§ INSTRUCTIONS TO FOLLOW
Rewrite the entries with every "keypoint" changed to "marker", keeping everything else the same.

[Dataset rows showing where objects appear]
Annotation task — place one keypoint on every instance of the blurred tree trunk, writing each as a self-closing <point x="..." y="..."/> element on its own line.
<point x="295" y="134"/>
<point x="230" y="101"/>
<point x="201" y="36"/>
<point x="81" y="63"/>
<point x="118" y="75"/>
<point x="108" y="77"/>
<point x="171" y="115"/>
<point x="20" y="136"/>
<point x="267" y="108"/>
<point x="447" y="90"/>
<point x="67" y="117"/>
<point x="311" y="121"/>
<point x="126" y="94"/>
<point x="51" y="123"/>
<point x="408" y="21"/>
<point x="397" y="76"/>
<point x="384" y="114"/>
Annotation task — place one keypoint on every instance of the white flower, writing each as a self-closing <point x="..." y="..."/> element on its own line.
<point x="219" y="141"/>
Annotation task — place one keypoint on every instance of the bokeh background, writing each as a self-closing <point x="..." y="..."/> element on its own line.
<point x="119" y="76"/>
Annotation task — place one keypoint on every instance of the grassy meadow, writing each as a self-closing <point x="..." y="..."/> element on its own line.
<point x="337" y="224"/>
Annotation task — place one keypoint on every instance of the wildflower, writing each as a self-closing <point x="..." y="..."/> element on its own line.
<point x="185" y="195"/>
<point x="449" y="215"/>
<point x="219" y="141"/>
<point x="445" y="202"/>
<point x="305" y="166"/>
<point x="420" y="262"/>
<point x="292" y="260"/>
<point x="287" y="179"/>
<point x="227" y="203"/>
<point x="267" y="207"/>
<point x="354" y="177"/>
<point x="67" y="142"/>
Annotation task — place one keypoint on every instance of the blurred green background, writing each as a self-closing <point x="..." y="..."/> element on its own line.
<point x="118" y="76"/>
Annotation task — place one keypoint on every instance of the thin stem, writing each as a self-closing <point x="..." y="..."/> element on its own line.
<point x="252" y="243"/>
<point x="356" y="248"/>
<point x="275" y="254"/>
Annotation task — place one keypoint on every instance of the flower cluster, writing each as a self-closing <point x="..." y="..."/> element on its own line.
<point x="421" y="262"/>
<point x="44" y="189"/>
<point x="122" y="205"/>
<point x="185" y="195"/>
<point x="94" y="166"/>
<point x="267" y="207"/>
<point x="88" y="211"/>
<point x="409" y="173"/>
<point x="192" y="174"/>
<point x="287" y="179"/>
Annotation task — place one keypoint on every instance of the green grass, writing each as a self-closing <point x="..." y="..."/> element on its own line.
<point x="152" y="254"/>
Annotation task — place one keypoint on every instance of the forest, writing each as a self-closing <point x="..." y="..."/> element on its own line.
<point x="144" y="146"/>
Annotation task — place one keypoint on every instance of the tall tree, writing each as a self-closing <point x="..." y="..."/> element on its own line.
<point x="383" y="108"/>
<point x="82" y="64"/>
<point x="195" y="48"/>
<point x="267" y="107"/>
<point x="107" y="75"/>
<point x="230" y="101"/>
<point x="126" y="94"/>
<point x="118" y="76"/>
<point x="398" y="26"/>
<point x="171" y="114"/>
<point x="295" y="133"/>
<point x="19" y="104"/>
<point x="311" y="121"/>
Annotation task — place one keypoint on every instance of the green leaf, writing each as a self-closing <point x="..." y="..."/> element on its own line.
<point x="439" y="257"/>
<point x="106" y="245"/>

§ RIGHT ANSWER
Annotation task — place one marker on every instance of the blurred tree trunk, writing each as a self-closing <point x="..." y="..."/> element on its own line.
<point x="295" y="134"/>
<point x="230" y="101"/>
<point x="201" y="36"/>
<point x="81" y="63"/>
<point x="118" y="75"/>
<point x="108" y="77"/>
<point x="171" y="115"/>
<point x="20" y="136"/>
<point x="267" y="108"/>
<point x="447" y="90"/>
<point x="67" y="117"/>
<point x="311" y="121"/>
<point x="126" y="94"/>
<point x="51" y="123"/>
<point x="408" y="21"/>
<point x="397" y="76"/>
<point x="384" y="114"/>
Annotation task — place one marker on every instance of the white flower, writing each as a self-closing <point x="..." y="..."/> element on its own line.
<point x="219" y="141"/>
Annotation task — place one marker on every instance of the bokeh background, writing each as a self-closing <point x="..." y="..."/> element on its own line.
<point x="119" y="76"/>
Annotation task — place one marker on every instance of the grassy meadow, writing each as a self-closing <point x="..." y="..."/> element on its own line.
<point x="337" y="224"/>
Annotation task — place one marker on every instance of the wildflower, writing each as a self-closing <point x="..." y="..."/> element on its own line.
<point x="185" y="195"/>
<point x="449" y="215"/>
<point x="219" y="141"/>
<point x="445" y="202"/>
<point x="305" y="166"/>
<point x="420" y="262"/>
<point x="292" y="260"/>
<point x="287" y="179"/>
<point x="227" y="203"/>
<point x="267" y="207"/>
<point x="354" y="177"/>
<point x="67" y="142"/>
Annotation task — place one marker on every instance of the blurred green background, writing each as a self-closing <point x="..." y="..."/> element on its own line.
<point x="118" y="76"/>
Annotation task — place one marker on every instance of the thin stem, writing each as a self-closing <point x="..." y="..."/> element on its own line.
<point x="252" y="243"/>
<point x="356" y="248"/>
<point x="275" y="254"/>
Annotation task — place one marker on every instance of the flower cluster, writing each as a self-closing <point x="..." y="..."/> element on its own line.
<point x="421" y="262"/>
<point x="44" y="189"/>
<point x="122" y="205"/>
<point x="185" y="195"/>
<point x="94" y="166"/>
<point x="267" y="207"/>
<point x="88" y="211"/>
<point x="409" y="173"/>
<point x="192" y="174"/>
<point x="287" y="179"/>
Annotation task — place one marker on every instance of the green grass, writing each as a self-closing <point x="..." y="..."/> element on its own line.
<point x="152" y="254"/>
Annotation task — place one marker on every instance of the forest, writing each as a self-closing <point x="..." y="..."/> element on its own line.
<point x="144" y="146"/>
Annotation task — place one marker on every instance of the tall tree, writing each as a self-closing <point x="..." y="..."/> element on its own line.
<point x="383" y="108"/>
<point x="82" y="64"/>
<point x="195" y="48"/>
<point x="267" y="107"/>
<point x="107" y="75"/>
<point x="230" y="101"/>
<point x="126" y="94"/>
<point x="118" y="76"/>
<point x="398" y="26"/>
<point x="171" y="114"/>
<point x="295" y="133"/>
<point x="19" y="104"/>
<point x="311" y="121"/>
Annotation task — place one marker on every instance of the green leaf, writing each as a self-closing <point x="..." y="..."/> element on its own line.
<point x="439" y="257"/>
<point x="106" y="245"/>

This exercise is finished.